Summary
Radioactive decay is the process by which unstable atomic nuclei lose energy by emitting radiation, resulting in a more stable nucleus. This process is random and spontaneous, unaffected by external conditions.
- Background Radiation — radiation from natural and artificial sources present in the environment. Example: Cosmic rays and radon gas.
- Alpha Particles — consist of 2 protons and 2 neutrons, emitted by large nuclei. Example: Helium nucleus emitted from uranium decay.
- Beta Particles — high-energy electrons emitted from the nucleus when a neutron turns into a proton. Example: Electron emitted during carbon-14 decay.
- Gamma Rays — high-energy electromagnetic waves emitted by nuclei to lose excess energy. Example: Gamma radiation from cobalt-60.
- Decay Constant (λ) — probability of an individual nucleus decaying per unit time. Example: Higher λ means faster decay.
- Half-life — time taken for half the nuclei in a sample to decay. Example: Carbon-14 has a half-life of about 5730 years.
Exam Tips
Key Definitions to Remember
- Background Radiation
- Alpha Particles
- Beta Particles
- Gamma Rays
- Decay Constant
- Half-life
Common Confusions
- Confusing alpha particles with helium atoms.
- Misunderstanding that gamma rays have mass.
Typical Exam Questions
- What is the half-life of a radioactive substance? The time taken for half the nuclei in a sample to decay.
- How does a Geiger-Muller counter work? It detects ionizing radiation by counting the number of decays.
- What is the difference between alpha and beta decay? Alpha decay emits a helium nucleus, while beta decay emits an electron.
What Examiners Usually Test
- Understanding of decay equations and their implications.
- Ability to calculate half-life from given data.
- Knowledge of the properties and differences between alpha, beta, and gamma radiation.

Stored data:
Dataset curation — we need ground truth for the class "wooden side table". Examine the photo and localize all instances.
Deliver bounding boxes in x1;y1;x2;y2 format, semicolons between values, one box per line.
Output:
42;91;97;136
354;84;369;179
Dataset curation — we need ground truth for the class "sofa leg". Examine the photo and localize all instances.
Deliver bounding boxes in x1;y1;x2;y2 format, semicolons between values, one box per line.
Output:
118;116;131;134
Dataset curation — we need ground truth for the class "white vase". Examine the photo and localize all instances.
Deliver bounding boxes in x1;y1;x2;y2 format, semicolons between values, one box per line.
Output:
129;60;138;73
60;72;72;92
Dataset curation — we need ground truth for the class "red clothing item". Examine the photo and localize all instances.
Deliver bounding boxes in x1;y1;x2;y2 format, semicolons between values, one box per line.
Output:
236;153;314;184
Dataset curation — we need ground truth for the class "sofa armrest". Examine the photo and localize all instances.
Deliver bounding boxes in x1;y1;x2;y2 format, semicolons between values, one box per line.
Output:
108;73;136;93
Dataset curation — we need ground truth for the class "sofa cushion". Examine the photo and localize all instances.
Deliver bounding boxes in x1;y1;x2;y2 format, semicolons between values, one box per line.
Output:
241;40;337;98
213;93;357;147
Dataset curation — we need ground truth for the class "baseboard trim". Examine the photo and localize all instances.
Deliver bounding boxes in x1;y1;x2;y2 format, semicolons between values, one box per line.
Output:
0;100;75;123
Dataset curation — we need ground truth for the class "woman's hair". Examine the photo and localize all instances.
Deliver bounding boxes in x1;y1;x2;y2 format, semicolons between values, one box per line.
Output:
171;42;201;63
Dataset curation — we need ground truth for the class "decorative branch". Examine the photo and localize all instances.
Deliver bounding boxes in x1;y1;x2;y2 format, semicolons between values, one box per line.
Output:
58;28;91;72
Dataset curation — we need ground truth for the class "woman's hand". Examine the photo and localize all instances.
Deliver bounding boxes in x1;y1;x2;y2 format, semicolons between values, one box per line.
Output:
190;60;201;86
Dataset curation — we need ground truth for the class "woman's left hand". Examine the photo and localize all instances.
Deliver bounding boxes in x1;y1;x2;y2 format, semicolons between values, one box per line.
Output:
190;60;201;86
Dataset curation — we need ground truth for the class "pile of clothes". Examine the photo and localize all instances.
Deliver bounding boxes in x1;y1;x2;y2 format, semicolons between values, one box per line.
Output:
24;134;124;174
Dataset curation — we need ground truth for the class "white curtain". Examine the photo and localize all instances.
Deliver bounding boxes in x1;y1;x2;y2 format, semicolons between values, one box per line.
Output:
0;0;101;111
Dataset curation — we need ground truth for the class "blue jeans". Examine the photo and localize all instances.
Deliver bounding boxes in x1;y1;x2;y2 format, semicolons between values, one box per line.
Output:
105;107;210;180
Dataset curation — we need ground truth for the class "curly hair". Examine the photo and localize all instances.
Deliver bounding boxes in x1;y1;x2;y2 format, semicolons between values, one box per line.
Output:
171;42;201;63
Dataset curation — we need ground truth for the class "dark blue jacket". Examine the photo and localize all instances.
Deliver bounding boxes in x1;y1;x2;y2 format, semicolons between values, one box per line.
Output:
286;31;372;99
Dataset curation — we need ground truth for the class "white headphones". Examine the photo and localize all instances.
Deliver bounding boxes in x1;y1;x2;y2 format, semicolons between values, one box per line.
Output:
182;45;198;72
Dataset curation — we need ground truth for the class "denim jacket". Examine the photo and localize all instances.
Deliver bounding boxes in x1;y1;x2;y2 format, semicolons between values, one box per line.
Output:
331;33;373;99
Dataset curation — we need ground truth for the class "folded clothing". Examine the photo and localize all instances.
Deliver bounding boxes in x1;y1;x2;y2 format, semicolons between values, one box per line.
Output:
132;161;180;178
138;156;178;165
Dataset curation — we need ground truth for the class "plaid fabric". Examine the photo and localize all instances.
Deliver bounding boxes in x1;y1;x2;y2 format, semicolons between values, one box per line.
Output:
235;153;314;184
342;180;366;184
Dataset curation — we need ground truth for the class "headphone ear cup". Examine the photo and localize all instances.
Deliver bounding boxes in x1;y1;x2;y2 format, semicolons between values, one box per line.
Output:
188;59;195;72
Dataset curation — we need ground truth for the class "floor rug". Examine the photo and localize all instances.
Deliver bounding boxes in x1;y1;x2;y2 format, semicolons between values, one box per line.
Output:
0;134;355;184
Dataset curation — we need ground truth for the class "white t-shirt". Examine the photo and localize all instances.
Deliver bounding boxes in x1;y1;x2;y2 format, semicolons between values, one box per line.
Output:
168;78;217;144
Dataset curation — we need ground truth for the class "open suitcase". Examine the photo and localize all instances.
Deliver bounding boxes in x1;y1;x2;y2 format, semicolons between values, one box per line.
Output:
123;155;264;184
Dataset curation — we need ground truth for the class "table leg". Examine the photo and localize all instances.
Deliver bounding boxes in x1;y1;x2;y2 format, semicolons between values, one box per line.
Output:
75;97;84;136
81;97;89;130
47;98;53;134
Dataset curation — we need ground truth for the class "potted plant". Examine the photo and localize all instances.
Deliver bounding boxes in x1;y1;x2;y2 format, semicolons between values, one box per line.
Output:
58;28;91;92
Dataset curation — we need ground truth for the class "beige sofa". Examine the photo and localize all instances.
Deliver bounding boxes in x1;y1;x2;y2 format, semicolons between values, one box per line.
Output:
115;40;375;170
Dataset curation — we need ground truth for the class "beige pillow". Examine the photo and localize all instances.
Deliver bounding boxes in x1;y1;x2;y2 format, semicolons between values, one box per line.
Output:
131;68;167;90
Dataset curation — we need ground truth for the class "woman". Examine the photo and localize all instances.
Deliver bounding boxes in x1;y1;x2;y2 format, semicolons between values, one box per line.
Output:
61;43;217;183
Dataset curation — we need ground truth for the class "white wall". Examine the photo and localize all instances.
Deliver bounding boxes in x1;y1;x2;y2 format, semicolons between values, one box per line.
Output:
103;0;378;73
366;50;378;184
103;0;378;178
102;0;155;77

*EXERCISE OBJECTIVE*
Return the passage of the radioactive decay summary starting at "- Gamma Rays —" and ending at "rays have mass.", copied word for word.

*RESPONSE TO THIS EXERCISE*
- Gamma Rays — high-energy electromagnetic waves emitted by nuclei to lose excess energy. Example: Gamma radiation from cobalt-60.
- Decay Constant (λ) — probability of an individual nucleus decaying per unit time. Example: Higher λ means faster decay.
- Half-life — time taken for half the nuclei in a sample to decay. Example: Carbon-14 has a half-life of about 5730 years.
Exam Tips
Key Definitions to Remember
- Background Radiation
- Alpha Particles
- Beta Particles
- Gamma Rays
- Decay Constant
- Half-life
Common Confusions
- Confusing alpha particles with helium atoms.
- Misunderstanding that gamma rays have mass.